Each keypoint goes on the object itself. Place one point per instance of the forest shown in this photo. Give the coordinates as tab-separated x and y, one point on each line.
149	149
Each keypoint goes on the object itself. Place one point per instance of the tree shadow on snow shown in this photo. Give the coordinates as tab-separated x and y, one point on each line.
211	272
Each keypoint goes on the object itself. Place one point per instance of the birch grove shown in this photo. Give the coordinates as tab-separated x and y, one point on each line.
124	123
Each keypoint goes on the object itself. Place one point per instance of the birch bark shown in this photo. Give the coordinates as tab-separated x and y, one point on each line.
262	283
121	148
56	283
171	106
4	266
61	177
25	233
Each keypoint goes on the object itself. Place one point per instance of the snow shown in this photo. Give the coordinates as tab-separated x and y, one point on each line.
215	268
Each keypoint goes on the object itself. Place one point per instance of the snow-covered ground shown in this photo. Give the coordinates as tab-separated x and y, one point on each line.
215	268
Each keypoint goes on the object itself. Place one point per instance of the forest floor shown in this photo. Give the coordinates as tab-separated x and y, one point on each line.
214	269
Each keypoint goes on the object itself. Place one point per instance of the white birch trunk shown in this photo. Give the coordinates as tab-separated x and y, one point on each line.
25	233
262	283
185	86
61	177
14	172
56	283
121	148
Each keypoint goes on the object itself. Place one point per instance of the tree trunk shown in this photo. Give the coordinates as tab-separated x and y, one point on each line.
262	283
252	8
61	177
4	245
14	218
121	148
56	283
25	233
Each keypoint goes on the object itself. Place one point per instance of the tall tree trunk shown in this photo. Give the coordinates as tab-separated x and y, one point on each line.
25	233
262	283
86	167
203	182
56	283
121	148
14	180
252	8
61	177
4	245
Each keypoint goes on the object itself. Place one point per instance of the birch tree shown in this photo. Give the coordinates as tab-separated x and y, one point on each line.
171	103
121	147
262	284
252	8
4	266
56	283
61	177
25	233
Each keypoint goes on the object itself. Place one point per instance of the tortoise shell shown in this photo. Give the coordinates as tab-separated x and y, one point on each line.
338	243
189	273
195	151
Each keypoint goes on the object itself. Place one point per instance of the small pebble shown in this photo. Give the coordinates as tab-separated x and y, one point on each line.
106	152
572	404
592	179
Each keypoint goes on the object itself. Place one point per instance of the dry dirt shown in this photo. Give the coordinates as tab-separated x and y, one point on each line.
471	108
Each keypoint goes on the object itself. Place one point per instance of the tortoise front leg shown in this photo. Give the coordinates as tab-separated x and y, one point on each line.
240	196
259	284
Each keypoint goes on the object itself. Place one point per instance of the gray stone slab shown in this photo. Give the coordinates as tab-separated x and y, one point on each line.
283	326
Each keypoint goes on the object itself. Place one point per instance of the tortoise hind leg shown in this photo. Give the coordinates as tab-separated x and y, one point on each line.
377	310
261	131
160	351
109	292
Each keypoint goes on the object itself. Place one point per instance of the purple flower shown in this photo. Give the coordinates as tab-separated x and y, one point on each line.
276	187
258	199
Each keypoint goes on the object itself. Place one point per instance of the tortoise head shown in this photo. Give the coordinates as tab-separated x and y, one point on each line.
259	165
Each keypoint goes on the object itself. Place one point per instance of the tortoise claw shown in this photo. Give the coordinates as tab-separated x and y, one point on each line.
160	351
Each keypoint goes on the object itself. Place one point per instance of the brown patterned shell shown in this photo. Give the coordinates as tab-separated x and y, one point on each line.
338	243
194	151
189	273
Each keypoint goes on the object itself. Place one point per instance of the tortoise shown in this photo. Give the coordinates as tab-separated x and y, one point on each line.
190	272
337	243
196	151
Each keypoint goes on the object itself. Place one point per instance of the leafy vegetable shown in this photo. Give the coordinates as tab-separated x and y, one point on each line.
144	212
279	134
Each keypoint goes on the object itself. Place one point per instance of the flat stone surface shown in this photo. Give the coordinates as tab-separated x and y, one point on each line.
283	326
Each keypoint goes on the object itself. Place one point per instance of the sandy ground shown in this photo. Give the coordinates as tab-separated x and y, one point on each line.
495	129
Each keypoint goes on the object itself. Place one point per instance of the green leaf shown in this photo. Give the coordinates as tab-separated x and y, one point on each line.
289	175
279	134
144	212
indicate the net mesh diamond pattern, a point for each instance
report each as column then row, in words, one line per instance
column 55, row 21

__________________________________________________

**PROMPT**:
Take the material above and transcribe all of it exactly.

**EXERCISE RESULT**:
Each keypoint goes on the object itself. Place one point per instance of the forest shown in this photo. Give the coordinates as tab-separated x and y, one point on each line.
149	149
Each keypoint goes on the object itself. Place one point per instance of the tree shadow on snow shown in this photo. Give the coordinates as tab-separated x and y, one point on each line.
211	272
Each keypoint goes on the object itself. Place one point per instance of the birch grove shown in this photo. Give the coordinates as tab-separated x and y, one point on each line.
124	123
Each keypoint goes on the object itself. Place one point per instance of the birch bark shown in this photo. Give the coordinates as tab-separated x and y, one point on each line.
262	283
121	148
56	283
171	106
4	266
61	177
25	233
Each keypoint goes on the object itself. Place one point per instance of the snow shown in this photo. Give the coordinates as tab-separated x and y, one point on each line.
215	268
Each keypoint goes on the object itself. Place one point per instance of the snow-covered ground shown in this photo. Give the coordinates as tab-separated x and y, one point on each line.
215	268
Each keypoint goes on the object itself. Place one point per instance of the forest floor shown in this photo. Give the coordinates as tab-separated x and y, one point on each line.
214	269
Each keypoint goes on the object itself. Place one point per instance of the white birch trunk shown in this photo. Give the coordinates as tab-separated x and y, one point on each line.
25	233
262	283
185	86
61	177
14	172
56	283
121	148
Each keypoint goes on the object itself. Place one point per instance of the tree trunk shown in this photo. Give the coordinates as tab-separated x and y, one point on each line.
262	283
252	8
61	177
4	245
14	218
121	148
56	283
25	233
Each keypoint goes on the object itself. Place one point per instance of the tall tree trunk shown in this photo. Give the coordinates as tab-separated x and y, one point on each line.
25	233
262	283
86	167
203	182
56	283
121	148
14	180
252	8
61	177
4	245
Each keypoint goes on the object itself. Place one point per instance of the birch tree shown in this photo. Give the coordinates as tab-separated x and y, one point on each line.
171	103
121	147
262	284
252	8
4	266
56	283
61	177
25	233
Each keypoint goes on the object itself. Place one point per instance of the tortoise shell shown in this photo. Give the coordinates as tab-separated x and y, one point on each line.
338	243
189	273
195	151
Each keypoint goes on the object itself. Place one point per instance of the small pebble shown in this photo. Give the coordinates as tab-separated x and y, one point on each line.
106	152
572	404
592	179
Each keypoint goes on the object itself. Place one point per instance of the dry dirt shown in this photo. Give the coordinates as tab-separated x and y, one point on each line.
471	108
Each keypoint goes on the object itself. Place one point per instance of the tortoise front leg shown in this photo. Give the coordinates as tab-separated x and y, one point on each line.
240	196
259	284
Each keypoint goes on the object itself. Place one point per instance of the gray stone slab shown in this photo. Give the coordinates as tab-separated x and y, one point on each line.
283	326
Each keypoint goes on the object itself. Place one point per instance of the tortoise hind leg shown in this photo. Give the coordinates as tab-separated x and y, one point on each line.
377	310
261	131
160	351
109	292
Each keypoint goes on the object itself. Place one point per instance of the purple flower shown in this photo. Give the coordinates as tab-separated x and y, one point on each line.
276	187
258	199
Each keypoint goes on the object itself. Place one point per instance of the tortoise head shown in this photo. Give the coordinates as tab-separated x and y, one point on each line.
259	165
Each keypoint goes on the object itself. Place one point per instance of the tortoise claw shown in this photo. Give the coordinates as tab-separated x and y, one point on each line.
160	351
Each keypoint goes on the object itself. Place one point per instance of the brown patterned shell shown in this photo. Give the coordinates as tab-separated x and y, one point on each line.
338	243
194	151
189	273
Each keypoint goes on the object itself. Place one point per instance of the tortoise shown in this photo. Give the coordinates as tab-separated x and y, one point on each line.
190	272
337	243
196	151
Each keypoint goes on the object itself. Place one point per instance of the leafy vegetable shown in this photo. Give the coordinates as tab-separated x and y, one point on each line.
144	212
279	134
Each keypoint goes on the object itself. Place one point per instance of the flat stone surface shown in this photo. Give the coordinates as tab-separated x and y, one point on each line.
283	326
Each keypoint goes on the object itself. Place one point per instance of the sandy ground shown in this photo. Give the coordinates as tab-separated x and y, one point on each line.
495	129
Each keypoint goes on the object itself. Place one point per instance of the green leaf shown in this photo. Give the coordinates as tab-separated x and y, one point on each line.
289	175
279	134
144	212
indicate the net mesh diamond pattern, a point for each instance
report each as column then row, in words, one line per instance
column 55, row 21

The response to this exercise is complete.